**TEXT SHOWN:**
◆ ◆ ◆ ◆

Introducing Mrs. Dora Charles

Dora Charles

Please take a moment to stare at the Black lady shown in the above picture. Do you see her standing in front of her mobile home? There is something seriously wrong with this picture. Can you guess what the problem is………..?

If you haven’t figured out the answer, allow me to formally introduce Mrs. Dora Charles, the key to Paula Deen’s cooking success. We all knew that this black woman existed; but unfortunately, we had no evidence to support our theory until now. The problem with the picture above is that Paula Deen is living in a gigantic mansion on massive land surrounded by ponds with additional cottages that she uses as a bed and breakfast, and the woman she made promises to and called her soul sister is living in a trailer!

Mrs. Charles has come forward and revealed more of Paula Deen’s slavery methodology. “Something is not right about this. We were soul sisters.” She stated, because that is what Paula Deen called her black cook from the start, even before the books and the television shows and the millions of dollars.

For 22 years, Mrs. Charles was the queen of the Deen kitchens. She helped open the Lady & Sons, the restaurant that made Paula Deeen’s career. She developed recipes, trained other cooks and made sure everything down to the collard greens tasted right.

“If it’s a Southern dish,” Paula Deen once said, “you better not put it out unless it passes this woman’s tongue.”

Mrs. Charles spent years making less than $10 an hour, even after Paula became a Food Network star. And there were tough moments. She said Paula used racial slurs. Once she wanted Mrs. Charles to ring a dinner bell in front of the restaurant, hollering for people to come and get it.

“I said, ‘I’m not ringing no bell,’ ” Mrs. Charles said. “That’s a symbol to me of what we used to do back in the day.”

For a black woman in Savannah with a ninth-grade education, though, it was good steady work. And Paula, she said, held out the promise that together, they might get rich one day.

Now Paula is reaping what she sowed as she is fighting empire-crushing accusations of racism, while Mrs. Charles is home nursing a bad shoulder caused by all of her hard years of service working for a wanna-be slave master, living in an aging trailer home on the outskirts of Savannah.

“It’s just time that everybody knows that Paula Deen don’t treat me the way they think she treat me,” she said. Good for you Mrs. Charles for speaking the truth.

Paula ran a restaurant in a Best Western hotel when Mrs. Charles, newly divorced and tired of fast-food kitchens, walked in and auditioned by cooking her version of Southern food. Paula saw dollar signs and hired her immediately. Their birthdays are a day apart, so they celebrated together. When Paula catered parties to survive until they could open the Lady & Sons, Mrs. Charles hustled right beside her.

“If I lost Dora, I would have been devastated,” Paula wrote in her 2007 memoir, “It Ain’t All About the Cooking.”

Early on, Mrs. Charles claims, Ms. Deen made her a deal: “Stick with me, Dora, and I promise you one day if I get rich you’ll get rich.”

◆ ◆ ◆ ◆

**PROBLEM DETAILS:** Reproduce the passage of the Dora Charles piece that begins with "If you haven’t" and ends with "millions of dollars.", swapping "mansion" for "estate". The items that come next are separate from the Dora Charles piece.

**DATASET CONTENT:**
◆ ◆ ◆ ◆

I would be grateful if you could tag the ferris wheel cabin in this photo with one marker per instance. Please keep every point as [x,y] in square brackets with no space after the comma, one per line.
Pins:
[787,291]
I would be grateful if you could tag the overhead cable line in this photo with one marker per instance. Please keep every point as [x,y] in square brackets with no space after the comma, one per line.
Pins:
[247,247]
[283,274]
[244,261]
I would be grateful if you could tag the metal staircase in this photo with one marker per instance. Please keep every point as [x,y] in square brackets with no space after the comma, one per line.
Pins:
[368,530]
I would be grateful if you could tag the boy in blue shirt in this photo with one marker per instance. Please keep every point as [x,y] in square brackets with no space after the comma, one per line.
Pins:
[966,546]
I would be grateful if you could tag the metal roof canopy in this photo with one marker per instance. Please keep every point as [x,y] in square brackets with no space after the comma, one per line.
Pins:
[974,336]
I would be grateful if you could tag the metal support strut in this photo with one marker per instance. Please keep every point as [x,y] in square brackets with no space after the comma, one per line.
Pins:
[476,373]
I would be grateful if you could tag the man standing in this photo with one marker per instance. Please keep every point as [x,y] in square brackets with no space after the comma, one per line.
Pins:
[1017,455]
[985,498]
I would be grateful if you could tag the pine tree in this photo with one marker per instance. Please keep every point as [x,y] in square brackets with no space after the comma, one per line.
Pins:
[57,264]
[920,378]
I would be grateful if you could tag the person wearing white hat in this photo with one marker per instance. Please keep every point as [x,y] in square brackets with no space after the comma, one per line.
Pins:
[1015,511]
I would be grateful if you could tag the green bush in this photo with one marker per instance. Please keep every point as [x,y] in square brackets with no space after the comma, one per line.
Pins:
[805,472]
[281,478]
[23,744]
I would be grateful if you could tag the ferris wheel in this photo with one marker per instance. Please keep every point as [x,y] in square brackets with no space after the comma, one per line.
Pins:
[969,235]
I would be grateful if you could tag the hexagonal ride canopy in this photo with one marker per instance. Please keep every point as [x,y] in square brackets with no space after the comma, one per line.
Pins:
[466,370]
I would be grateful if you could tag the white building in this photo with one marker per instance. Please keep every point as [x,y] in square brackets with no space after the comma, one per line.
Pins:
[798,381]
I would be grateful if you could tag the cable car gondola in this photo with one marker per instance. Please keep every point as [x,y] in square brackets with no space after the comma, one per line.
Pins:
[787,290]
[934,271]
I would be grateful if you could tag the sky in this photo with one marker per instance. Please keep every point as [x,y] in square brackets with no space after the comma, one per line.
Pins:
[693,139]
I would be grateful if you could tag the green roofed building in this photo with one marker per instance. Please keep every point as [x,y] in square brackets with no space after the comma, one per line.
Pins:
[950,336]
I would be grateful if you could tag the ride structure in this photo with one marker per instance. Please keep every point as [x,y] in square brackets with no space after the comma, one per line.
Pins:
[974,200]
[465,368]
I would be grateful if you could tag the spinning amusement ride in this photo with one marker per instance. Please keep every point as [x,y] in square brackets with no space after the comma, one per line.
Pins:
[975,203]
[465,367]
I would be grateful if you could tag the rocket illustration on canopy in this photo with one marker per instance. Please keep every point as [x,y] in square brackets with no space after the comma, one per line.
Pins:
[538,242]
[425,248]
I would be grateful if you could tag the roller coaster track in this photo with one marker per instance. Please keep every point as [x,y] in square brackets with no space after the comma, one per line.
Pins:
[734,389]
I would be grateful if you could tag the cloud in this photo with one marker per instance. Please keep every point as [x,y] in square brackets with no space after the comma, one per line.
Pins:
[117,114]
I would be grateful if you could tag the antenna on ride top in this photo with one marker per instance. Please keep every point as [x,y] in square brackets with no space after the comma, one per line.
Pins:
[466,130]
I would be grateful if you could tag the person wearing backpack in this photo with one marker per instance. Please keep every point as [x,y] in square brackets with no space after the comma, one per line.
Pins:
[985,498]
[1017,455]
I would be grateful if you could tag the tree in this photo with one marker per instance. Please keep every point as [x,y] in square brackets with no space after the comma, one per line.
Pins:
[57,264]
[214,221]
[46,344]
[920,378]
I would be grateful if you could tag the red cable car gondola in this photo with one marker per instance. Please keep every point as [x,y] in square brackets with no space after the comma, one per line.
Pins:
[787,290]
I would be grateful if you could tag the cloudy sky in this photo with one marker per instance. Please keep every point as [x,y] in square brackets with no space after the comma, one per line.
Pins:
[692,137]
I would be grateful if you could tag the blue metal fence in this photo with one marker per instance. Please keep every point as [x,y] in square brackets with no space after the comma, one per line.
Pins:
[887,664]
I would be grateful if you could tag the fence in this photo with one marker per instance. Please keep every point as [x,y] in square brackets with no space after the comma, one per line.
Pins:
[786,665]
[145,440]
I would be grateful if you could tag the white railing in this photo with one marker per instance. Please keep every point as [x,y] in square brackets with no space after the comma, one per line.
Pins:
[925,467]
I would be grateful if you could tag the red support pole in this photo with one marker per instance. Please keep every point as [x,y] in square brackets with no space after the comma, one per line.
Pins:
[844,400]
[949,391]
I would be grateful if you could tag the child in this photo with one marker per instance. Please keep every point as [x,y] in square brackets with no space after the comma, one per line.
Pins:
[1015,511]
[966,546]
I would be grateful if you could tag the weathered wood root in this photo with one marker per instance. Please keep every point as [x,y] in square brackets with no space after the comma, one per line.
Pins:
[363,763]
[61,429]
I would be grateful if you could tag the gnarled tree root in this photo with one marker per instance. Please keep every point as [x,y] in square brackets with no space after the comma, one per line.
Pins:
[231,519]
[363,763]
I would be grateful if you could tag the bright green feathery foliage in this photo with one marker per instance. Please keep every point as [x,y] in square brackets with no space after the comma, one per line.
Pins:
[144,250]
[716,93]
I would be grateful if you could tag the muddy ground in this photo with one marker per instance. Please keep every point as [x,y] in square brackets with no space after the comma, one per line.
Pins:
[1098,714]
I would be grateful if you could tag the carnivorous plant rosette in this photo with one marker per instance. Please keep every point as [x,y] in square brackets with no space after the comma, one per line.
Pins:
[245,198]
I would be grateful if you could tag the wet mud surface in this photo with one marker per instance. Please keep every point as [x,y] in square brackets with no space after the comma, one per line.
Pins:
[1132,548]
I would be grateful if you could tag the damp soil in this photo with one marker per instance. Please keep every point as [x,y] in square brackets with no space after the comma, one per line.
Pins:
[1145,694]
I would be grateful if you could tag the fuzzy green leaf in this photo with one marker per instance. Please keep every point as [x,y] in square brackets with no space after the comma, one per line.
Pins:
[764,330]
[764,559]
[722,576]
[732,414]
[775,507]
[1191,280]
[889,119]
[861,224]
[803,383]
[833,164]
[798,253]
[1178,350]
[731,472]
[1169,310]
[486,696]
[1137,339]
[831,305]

◆ ◆ ◆ ◆

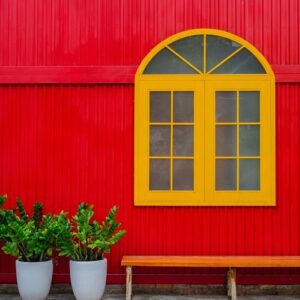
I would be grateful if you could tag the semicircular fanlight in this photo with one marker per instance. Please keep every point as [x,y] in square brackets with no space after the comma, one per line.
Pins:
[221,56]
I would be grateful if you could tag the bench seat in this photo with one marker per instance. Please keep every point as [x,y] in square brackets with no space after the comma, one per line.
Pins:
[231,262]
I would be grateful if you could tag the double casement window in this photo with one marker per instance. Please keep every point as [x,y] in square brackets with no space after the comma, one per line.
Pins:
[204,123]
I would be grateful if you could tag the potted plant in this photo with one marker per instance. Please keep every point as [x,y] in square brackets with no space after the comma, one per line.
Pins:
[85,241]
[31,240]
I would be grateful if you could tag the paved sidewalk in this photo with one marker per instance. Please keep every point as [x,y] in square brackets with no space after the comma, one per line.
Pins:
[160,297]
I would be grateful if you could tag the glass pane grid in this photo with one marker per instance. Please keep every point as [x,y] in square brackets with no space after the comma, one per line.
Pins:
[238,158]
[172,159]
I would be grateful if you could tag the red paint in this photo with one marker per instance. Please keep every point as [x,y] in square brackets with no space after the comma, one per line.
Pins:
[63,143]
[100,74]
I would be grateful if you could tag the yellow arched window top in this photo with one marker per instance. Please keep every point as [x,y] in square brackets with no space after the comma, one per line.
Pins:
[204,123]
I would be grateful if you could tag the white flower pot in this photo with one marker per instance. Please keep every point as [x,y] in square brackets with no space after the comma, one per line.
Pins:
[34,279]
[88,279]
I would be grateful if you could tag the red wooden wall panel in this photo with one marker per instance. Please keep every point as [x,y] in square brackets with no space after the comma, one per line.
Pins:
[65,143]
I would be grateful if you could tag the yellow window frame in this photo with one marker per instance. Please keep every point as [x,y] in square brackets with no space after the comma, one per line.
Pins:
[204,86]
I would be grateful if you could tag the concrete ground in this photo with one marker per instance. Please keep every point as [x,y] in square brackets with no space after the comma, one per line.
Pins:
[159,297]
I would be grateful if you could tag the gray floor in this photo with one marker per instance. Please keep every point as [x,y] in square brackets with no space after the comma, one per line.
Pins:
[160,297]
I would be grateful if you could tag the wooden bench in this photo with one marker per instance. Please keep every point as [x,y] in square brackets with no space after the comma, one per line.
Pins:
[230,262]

◆ ◆ ◆ ◆

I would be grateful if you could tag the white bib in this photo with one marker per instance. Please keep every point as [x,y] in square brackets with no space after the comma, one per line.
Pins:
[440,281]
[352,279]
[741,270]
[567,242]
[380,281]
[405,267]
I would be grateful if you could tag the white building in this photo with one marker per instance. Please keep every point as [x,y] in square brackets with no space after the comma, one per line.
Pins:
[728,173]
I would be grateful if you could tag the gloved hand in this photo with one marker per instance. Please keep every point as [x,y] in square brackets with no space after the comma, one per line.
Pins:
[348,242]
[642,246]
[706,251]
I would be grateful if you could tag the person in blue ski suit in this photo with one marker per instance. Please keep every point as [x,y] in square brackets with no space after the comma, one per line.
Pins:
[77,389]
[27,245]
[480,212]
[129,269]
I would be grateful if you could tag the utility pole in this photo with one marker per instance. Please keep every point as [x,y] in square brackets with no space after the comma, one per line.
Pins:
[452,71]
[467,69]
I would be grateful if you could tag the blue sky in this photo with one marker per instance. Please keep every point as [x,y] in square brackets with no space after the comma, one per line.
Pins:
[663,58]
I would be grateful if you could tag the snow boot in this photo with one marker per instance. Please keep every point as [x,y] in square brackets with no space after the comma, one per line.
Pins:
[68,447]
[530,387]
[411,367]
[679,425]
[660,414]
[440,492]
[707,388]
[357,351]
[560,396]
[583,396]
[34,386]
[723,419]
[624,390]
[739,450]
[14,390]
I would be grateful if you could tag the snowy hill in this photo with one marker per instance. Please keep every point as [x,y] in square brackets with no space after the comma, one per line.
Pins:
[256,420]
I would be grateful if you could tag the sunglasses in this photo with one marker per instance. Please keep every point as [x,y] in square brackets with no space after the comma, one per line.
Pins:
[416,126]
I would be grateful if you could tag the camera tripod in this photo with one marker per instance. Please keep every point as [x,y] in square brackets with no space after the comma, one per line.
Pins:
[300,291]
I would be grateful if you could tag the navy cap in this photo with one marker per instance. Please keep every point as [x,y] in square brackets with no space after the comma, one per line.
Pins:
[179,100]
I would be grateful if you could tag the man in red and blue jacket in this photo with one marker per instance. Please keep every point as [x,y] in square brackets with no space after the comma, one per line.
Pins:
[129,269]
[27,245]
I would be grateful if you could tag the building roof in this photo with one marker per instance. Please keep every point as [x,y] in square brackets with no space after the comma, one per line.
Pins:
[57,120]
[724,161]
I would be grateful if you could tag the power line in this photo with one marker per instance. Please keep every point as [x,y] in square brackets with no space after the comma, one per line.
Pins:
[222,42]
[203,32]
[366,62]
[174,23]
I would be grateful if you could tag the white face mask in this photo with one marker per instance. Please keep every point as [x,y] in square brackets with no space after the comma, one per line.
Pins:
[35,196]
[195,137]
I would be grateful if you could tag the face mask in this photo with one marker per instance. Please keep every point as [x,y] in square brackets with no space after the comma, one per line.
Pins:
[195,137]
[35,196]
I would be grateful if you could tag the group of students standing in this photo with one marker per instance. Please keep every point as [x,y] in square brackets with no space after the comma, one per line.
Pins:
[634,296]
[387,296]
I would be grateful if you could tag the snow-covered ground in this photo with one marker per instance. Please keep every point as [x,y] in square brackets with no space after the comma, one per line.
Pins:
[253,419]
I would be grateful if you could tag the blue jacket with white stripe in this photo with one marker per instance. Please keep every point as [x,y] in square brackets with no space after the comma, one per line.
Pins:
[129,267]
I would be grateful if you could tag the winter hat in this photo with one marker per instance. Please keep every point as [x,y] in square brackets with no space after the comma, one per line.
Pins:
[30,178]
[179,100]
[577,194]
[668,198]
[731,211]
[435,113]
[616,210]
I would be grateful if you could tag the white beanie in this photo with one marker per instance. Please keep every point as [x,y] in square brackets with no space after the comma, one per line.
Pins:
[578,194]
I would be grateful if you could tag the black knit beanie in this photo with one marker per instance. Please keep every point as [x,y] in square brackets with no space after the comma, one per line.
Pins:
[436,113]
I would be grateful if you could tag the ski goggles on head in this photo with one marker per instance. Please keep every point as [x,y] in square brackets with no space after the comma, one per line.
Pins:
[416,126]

◆ ◆ ◆ ◆

**ANSWER TO THE PROBLEM:**
If you haven’t figured out the answer, allow me to formally introduce Mrs. Dora Charles, the key to Paula Deen’s cooking success. We all knew that this black woman existed; but unfortunately, we had no evidence to support our theory until now. The problem with the picture above is that Paula Deen is living in a gigantic estate on massive land surrounded by ponds with additional cottages that she uses as a bed and breakfast, and the woman she made promises to and called her soul sister is living in a trailer!

Mrs. Charles has come forward and revealed more of Paula Deen’s slavery methodology. “Something is not right about this. We were soul sisters.” She stated, because that is what Paula Deen called her black cook from the start, even before the books and the television shows and the millions of dollars.